Start of Data for this task

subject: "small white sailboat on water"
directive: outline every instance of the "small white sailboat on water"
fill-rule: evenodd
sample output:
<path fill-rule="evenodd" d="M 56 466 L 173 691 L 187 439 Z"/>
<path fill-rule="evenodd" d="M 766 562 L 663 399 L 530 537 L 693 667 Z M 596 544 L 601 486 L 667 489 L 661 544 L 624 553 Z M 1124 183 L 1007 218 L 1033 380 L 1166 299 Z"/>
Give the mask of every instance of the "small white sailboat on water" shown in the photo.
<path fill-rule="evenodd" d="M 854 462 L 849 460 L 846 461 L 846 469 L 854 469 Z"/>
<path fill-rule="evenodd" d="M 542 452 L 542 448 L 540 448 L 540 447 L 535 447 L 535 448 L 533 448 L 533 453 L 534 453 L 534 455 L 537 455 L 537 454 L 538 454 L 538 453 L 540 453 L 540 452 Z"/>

End of Data for this task

» Your task
Repeat exactly, and only, the lines of the records above, starting with the line that contains "766 562 L 663" and ending with the final line, both included.

» Output of the task
<path fill-rule="evenodd" d="M 766 562 L 663 399 L 530 537 L 693 667 Z M 596 544 L 601 486 L 667 489 L 661 544 L 624 553 Z M 1124 183 L 1007 218 L 1033 380 L 1166 299 Z"/>
Give the mask of every instance of the "small white sailboat on water" shown in the photo.
<path fill-rule="evenodd" d="M 854 462 L 849 460 L 846 461 L 846 469 L 854 469 Z"/>
<path fill-rule="evenodd" d="M 542 452 L 542 448 L 540 448 L 540 447 L 535 447 L 535 448 L 533 448 L 533 453 L 534 453 L 534 455 L 537 455 L 537 454 L 538 454 L 538 453 L 540 453 L 540 452 Z"/>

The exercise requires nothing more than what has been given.